SUPPLIED MATERIAL section start
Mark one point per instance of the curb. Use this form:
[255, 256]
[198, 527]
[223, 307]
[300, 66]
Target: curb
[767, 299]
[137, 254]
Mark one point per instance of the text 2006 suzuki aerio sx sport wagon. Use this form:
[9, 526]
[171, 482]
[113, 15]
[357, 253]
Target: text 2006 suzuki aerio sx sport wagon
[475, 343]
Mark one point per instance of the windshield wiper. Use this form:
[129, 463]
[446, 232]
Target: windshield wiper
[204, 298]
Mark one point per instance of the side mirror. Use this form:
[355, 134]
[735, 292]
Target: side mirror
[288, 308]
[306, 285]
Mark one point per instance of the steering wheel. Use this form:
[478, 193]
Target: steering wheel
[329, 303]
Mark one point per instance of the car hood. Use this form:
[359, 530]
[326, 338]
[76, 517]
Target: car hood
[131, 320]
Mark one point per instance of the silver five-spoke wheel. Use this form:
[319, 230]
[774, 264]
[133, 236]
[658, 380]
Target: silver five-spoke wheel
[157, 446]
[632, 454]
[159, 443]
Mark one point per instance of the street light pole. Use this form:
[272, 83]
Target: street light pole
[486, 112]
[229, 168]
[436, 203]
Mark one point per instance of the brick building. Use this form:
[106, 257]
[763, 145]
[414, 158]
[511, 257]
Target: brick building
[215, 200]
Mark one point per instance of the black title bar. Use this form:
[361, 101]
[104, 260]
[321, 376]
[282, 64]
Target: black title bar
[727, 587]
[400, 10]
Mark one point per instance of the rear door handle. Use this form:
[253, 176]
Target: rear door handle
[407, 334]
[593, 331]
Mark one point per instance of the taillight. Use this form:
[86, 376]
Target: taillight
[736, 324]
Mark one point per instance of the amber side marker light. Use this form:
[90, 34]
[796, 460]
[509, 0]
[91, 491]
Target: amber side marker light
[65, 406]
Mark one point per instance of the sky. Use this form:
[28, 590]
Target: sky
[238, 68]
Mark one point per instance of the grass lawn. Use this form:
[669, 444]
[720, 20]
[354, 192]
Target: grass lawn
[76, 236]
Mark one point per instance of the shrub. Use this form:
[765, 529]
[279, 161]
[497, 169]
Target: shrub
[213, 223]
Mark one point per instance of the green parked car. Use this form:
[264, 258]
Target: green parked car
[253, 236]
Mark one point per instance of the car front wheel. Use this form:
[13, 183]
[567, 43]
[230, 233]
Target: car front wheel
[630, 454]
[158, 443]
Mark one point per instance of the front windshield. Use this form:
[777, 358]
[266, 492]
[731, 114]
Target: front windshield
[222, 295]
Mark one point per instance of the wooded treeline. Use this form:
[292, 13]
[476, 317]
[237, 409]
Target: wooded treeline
SUPPLIED MATERIAL section end
SUPPLIED MATERIAL section start
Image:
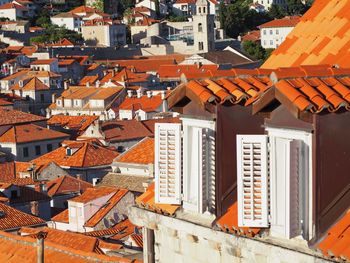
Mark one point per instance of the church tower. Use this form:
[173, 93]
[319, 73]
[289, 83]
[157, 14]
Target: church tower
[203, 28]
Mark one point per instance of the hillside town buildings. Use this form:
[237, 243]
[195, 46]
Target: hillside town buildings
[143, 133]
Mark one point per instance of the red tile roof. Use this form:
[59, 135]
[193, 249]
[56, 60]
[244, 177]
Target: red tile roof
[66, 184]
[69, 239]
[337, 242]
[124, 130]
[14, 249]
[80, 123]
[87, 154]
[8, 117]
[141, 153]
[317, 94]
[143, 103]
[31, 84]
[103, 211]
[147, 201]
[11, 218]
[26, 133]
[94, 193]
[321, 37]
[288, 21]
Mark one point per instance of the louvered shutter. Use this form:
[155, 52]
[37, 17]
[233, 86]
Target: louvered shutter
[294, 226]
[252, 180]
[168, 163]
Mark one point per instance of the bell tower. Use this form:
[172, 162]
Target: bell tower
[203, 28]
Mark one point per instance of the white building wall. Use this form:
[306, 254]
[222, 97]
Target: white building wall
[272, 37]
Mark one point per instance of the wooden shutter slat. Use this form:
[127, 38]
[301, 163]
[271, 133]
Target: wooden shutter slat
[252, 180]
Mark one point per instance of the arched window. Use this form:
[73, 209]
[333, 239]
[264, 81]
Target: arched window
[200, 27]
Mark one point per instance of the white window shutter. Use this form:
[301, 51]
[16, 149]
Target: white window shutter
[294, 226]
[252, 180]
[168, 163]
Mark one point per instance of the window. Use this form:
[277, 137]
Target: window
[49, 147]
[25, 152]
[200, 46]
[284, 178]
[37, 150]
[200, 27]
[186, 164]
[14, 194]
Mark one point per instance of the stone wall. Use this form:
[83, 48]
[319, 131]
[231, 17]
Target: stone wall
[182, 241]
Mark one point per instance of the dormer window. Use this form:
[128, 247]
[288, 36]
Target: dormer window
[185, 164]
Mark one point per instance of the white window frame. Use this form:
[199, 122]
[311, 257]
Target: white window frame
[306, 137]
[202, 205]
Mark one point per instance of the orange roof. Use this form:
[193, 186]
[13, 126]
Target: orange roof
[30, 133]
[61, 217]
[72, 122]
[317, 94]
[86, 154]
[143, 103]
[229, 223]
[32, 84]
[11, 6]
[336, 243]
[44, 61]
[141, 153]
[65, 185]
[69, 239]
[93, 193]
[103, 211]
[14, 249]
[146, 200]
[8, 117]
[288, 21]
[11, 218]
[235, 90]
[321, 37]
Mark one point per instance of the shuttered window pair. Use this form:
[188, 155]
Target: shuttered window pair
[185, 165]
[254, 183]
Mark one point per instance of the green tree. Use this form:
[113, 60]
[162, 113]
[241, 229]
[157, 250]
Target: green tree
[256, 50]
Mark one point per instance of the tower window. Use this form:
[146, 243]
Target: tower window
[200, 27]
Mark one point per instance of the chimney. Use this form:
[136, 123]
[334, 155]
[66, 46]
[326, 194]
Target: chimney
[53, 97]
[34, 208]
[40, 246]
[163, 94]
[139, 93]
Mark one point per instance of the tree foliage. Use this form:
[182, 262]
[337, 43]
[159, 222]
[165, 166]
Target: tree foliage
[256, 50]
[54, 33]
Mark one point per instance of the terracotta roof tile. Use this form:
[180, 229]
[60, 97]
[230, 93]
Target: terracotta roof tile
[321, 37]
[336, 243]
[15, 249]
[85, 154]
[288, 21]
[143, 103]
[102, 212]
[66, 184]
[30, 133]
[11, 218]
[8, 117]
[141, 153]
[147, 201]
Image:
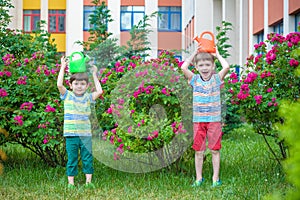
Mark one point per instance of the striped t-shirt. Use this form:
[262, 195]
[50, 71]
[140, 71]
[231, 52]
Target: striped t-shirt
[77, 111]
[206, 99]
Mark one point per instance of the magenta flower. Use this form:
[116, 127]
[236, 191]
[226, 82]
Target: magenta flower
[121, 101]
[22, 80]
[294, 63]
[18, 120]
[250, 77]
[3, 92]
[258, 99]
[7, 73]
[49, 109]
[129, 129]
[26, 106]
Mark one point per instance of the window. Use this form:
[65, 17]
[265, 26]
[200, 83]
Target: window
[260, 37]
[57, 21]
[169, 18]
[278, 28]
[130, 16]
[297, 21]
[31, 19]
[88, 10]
SUPPLIED MATERIAL section end
SUPPLIED MATERIAL section start
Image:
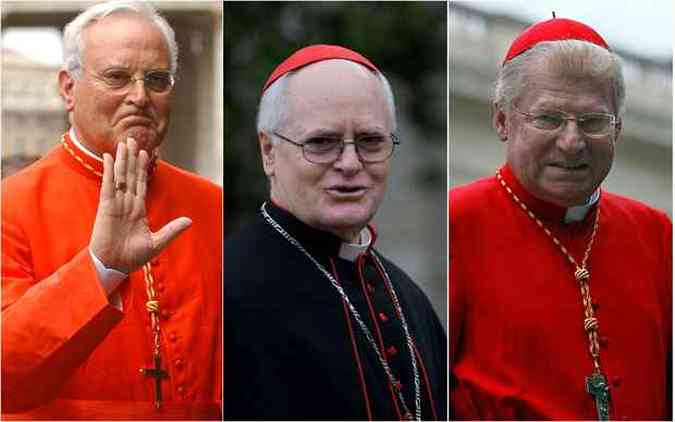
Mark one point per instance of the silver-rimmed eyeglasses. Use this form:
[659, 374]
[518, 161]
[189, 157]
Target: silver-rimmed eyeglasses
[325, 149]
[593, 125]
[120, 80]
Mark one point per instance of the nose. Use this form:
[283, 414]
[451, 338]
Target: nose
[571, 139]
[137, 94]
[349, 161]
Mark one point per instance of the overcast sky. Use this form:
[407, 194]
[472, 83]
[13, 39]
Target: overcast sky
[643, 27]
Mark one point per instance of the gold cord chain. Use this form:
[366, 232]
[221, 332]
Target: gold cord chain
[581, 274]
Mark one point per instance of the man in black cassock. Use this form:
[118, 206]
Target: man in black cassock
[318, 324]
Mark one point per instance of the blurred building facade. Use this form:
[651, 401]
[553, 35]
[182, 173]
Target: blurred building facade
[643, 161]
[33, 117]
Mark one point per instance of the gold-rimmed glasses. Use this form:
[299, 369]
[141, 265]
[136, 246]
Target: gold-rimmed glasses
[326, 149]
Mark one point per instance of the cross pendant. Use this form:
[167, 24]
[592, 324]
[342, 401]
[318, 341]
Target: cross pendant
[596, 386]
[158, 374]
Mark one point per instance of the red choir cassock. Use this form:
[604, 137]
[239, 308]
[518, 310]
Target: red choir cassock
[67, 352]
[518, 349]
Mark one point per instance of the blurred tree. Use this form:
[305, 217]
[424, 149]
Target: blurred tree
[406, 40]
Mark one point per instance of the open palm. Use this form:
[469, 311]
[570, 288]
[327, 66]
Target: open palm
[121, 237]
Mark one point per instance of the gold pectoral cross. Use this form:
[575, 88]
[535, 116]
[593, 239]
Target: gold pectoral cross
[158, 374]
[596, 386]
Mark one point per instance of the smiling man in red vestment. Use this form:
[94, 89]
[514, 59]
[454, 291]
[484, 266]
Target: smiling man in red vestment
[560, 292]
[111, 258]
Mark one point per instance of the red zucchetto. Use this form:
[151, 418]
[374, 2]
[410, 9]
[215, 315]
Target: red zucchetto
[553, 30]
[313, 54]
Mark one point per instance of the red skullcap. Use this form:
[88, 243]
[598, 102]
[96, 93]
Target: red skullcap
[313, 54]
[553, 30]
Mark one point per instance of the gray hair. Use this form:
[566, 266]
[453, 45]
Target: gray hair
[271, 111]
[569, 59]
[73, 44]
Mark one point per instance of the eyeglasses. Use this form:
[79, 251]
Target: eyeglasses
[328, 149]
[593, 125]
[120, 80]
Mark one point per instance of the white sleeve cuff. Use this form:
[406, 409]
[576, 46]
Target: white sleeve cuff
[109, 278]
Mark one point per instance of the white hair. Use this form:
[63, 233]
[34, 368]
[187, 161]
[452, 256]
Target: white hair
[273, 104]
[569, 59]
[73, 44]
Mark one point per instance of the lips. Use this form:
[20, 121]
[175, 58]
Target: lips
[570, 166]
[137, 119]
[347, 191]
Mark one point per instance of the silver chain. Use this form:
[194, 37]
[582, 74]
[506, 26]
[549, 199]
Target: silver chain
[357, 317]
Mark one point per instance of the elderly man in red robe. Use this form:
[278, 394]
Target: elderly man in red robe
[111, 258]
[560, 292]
SUPPLIED MATERIAL section end
- _TASK DIRECTIONS_
Among the records above, find each line holding "wooded" and list it.

- _RESPONSE TO THIS EXERCISE_
Mark one point per instance of the wooded treeline. Use this form:
Target: wooded treeline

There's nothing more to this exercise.